Exercise description = Could you copy every line below word for word, leaving the pictures out of your answer?

Dataset excerpts =
•••

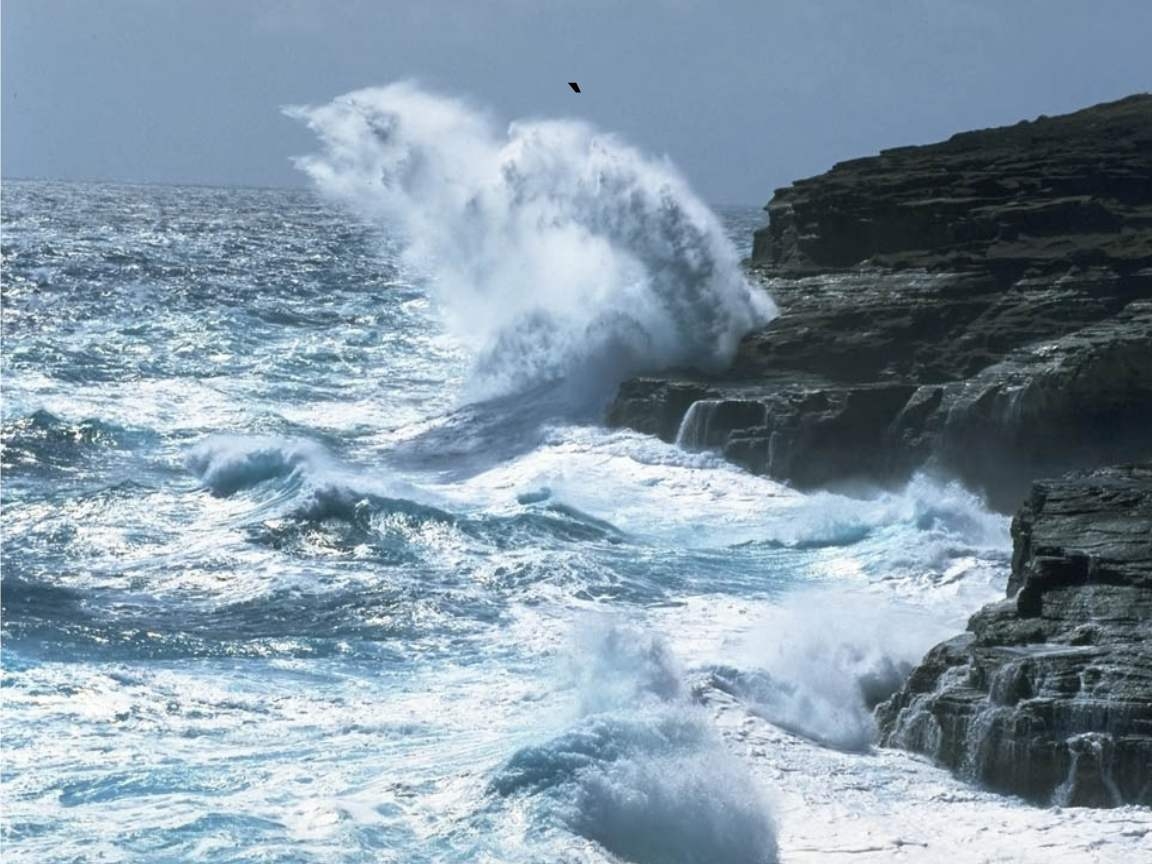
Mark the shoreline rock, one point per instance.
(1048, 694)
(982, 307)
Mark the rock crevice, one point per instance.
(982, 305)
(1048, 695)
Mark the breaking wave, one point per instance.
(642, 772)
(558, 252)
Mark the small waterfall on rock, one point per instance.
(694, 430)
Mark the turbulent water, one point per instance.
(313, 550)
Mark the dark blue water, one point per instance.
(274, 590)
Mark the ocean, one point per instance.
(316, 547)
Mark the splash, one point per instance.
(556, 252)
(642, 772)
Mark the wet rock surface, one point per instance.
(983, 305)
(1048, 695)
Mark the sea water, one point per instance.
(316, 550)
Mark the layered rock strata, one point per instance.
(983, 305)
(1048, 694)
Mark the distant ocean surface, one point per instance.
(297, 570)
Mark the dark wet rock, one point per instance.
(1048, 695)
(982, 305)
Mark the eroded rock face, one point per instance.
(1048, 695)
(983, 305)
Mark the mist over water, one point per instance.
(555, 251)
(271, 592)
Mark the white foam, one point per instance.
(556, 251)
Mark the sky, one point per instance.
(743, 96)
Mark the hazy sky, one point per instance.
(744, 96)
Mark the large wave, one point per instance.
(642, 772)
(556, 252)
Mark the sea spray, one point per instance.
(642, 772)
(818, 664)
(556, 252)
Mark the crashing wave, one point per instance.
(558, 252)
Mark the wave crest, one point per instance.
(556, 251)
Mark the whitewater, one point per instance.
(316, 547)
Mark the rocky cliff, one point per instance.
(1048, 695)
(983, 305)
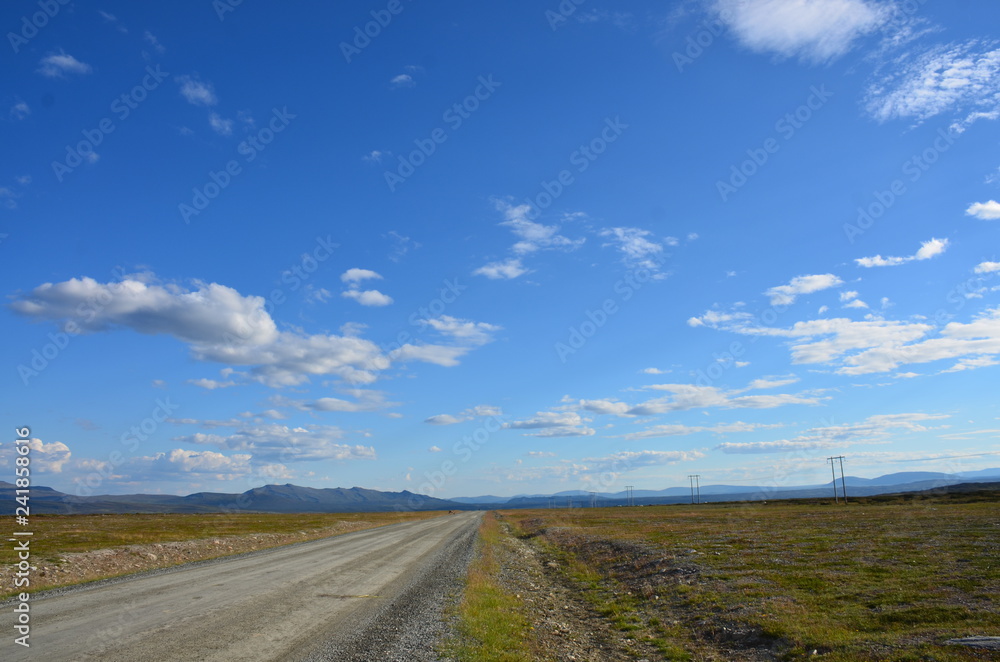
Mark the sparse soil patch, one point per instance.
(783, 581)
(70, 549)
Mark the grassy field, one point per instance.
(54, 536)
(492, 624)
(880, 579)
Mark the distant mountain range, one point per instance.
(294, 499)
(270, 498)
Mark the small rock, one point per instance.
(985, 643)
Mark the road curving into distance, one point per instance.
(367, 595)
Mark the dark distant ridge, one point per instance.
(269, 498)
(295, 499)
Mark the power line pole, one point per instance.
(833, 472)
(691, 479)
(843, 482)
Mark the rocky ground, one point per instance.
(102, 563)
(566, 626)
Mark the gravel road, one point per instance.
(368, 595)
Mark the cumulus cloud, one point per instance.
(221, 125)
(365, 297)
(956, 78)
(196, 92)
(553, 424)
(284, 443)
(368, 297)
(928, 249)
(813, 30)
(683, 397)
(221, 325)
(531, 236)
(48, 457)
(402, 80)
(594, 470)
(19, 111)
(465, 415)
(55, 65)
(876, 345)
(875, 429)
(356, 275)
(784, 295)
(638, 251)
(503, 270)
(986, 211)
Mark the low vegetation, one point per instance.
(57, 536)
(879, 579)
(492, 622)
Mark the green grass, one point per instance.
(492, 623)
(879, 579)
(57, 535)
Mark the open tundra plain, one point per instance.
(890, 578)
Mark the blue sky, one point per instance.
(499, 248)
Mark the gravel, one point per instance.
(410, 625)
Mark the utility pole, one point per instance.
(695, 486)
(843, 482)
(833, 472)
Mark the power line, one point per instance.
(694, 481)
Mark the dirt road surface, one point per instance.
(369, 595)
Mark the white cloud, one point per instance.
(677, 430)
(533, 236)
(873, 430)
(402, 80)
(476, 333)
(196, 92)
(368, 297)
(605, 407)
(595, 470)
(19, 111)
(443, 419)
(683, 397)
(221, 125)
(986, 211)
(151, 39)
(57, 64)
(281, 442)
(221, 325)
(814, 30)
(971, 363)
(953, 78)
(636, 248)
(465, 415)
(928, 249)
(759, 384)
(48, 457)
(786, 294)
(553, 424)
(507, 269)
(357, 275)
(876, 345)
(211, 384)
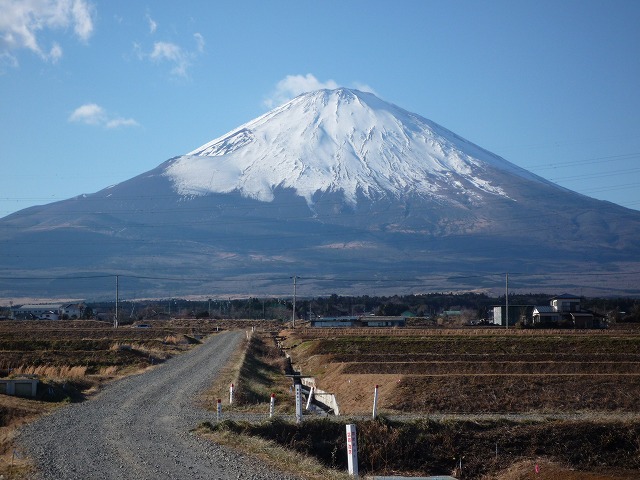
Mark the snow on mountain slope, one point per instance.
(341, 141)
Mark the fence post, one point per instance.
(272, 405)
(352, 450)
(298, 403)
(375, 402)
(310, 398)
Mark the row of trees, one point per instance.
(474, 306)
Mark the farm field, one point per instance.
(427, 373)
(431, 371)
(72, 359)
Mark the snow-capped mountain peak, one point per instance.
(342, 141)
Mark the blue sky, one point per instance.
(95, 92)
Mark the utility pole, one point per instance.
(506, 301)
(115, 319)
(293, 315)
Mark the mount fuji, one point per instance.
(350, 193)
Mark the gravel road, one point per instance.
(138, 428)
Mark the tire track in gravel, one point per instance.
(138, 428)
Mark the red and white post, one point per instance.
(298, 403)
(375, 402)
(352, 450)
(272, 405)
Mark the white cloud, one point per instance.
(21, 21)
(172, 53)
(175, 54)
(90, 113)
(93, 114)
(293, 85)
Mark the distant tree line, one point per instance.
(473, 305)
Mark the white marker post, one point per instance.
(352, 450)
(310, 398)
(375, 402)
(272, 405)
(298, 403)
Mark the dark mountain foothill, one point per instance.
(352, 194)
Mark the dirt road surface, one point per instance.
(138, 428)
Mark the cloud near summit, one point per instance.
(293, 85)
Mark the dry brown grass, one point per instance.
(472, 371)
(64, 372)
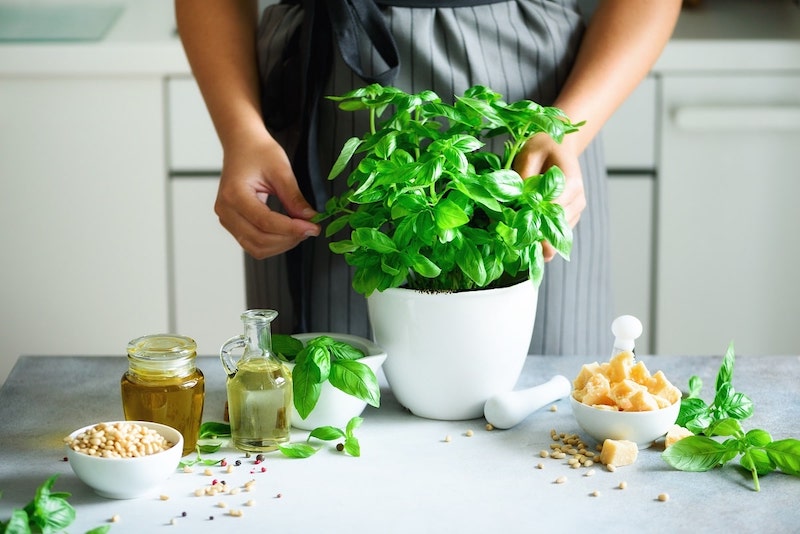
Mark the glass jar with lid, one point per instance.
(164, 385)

•••

Correct answer =
Mark the shoreline rock, one point per instance.
(1048, 694)
(982, 307)
Mark the rock crevice, one point per instance.
(982, 305)
(1048, 695)
Mark the breaking wave, one point per instance.
(642, 772)
(558, 252)
Mark the small waterfall on rock, one point per instance.
(694, 430)
Mark the turbulent water, one point per instance.
(313, 550)
Mark the dark blue water, one point per instance.
(274, 590)
Mark the ocean, one point per instance.
(316, 547)
Mark the splash, one point per instance.
(556, 252)
(642, 772)
Mark the wet rock surface, one point per instance.
(983, 305)
(1048, 695)
Mark the sea water, one point per instance.
(316, 550)
Mark the layered rock strata, one point per instance.
(983, 305)
(1048, 694)
Mark the distant ocean surface, one point per instance.
(297, 570)
Mark the dark wet rock, one point per instance.
(1048, 695)
(982, 305)
Mark the eroded rock face, one point per instance.
(1048, 695)
(983, 305)
Mark the mist over water, one point per instance.
(555, 251)
(271, 592)
Mark the white foam, one point per instance.
(556, 251)
Mark the sky, one point per instance.
(743, 96)
Mark the hazy sky, one point per instance.
(744, 96)
Mark the large wave, one point per instance.
(642, 772)
(556, 252)
Mark the sea spray, one point per instance.
(642, 772)
(818, 664)
(556, 252)
Mark the crashing wave, one point per instance.
(558, 252)
Mark the wave crest, one point per instance.
(556, 251)
Mark the whitewater, one point per instance.
(316, 547)
Mark the rocky cliff, one point per instance.
(1048, 695)
(983, 305)
Mark the sparse soil patch, one point per instance.
(783, 581)
(70, 549)
Mark the grassy field, one point per instance.
(54, 536)
(492, 624)
(880, 579)
Mark the distant mountain range, one point per instance.
(294, 499)
(270, 498)
Mark the small rock, one point per instance.
(985, 643)
Mark the road curving into distance, one point per instance.
(367, 595)
Mark the dark distant ridge, one point per instance.
(269, 498)
(295, 499)
Mark the power line pole, one point per instance.
(833, 472)
(691, 479)
(843, 482)
Mark the rocky ground, one point per instance.
(102, 563)
(566, 626)
Mark the gravel road, one point per instance.
(368, 595)
Mark the cumulus cloud, one point per instance.
(221, 125)
(365, 297)
(956, 78)
(196, 92)
(553, 424)
(284, 443)
(368, 297)
(928, 249)
(813, 30)
(683, 397)
(221, 325)
(531, 236)
(48, 457)
(402, 80)
(594, 470)
(19, 111)
(465, 415)
(55, 65)
(876, 345)
(875, 429)
(356, 275)
(784, 295)
(638, 251)
(503, 270)
(986, 211)
Mark the low vegetation, one point per instance.
(57, 536)
(879, 579)
(492, 622)
Mark the green grass, one point per instance.
(492, 623)
(879, 579)
(57, 535)
Mark the open tundra plain, one point per instance.
(890, 578)
Mark the blue sky, one point per instance.
(499, 248)
Mark the gravel, one point per instance.
(410, 625)
Mark the utility pole, one point per instance.
(695, 486)
(843, 482)
(833, 472)
Mark the power line, one point per instance.
(694, 481)
Mark the dirt road surface, one point per instance.
(369, 595)
Mark the white cloud, one point per instance.
(677, 430)
(533, 236)
(873, 430)
(402, 80)
(476, 333)
(196, 92)
(368, 297)
(605, 407)
(595, 470)
(19, 111)
(443, 419)
(683, 397)
(221, 125)
(986, 211)
(151, 39)
(57, 64)
(281, 442)
(221, 325)
(814, 30)
(971, 363)
(953, 78)
(636, 248)
(465, 415)
(928, 249)
(759, 384)
(48, 457)
(786, 294)
(553, 424)
(507, 269)
(357, 275)
(876, 345)
(211, 384)
Mark the snow on mountain slope, one point per instance.
(341, 141)
Mark the fence post, one point per instance.
(272, 405)
(352, 450)
(298, 403)
(375, 402)
(310, 398)
Mark the row of trees, one point per instance.
(474, 306)
Mark the farm field, one point per instance.
(427, 373)
(431, 371)
(72, 359)
Mark the snow-capped mountain peak, one point per instance.
(342, 141)
Mark the blue sky, one point per instance.
(95, 92)
Mark the utility pole, one point per instance.
(506, 301)
(115, 319)
(293, 315)
Mark the mount fuji, one point per instance.
(350, 193)
Mark the gravel road, one point per instance.
(138, 428)
Mark the tire track in gravel, one point per instance.
(138, 428)
Mark the red and white post, one point per instance.
(298, 403)
(375, 402)
(352, 450)
(272, 405)
Mark the white cloud, one point per instance.
(21, 21)
(172, 53)
(175, 54)
(90, 113)
(93, 114)
(293, 85)
Mark the distant tree line, one point per instance.
(473, 305)
Mark the white marker post, one point per instance.
(352, 450)
(310, 398)
(375, 402)
(272, 405)
(298, 403)
Mark the dark mountain foothill, one point per instance.
(352, 194)
Mark the dirt road surface, one point per instance.
(138, 428)
Mark the cloud near summit, one point per instance.
(293, 85)
Mark the dry brown grass, one point per instance.
(472, 371)
(64, 372)
Mark the glass jar with lid, one point per instance.
(164, 385)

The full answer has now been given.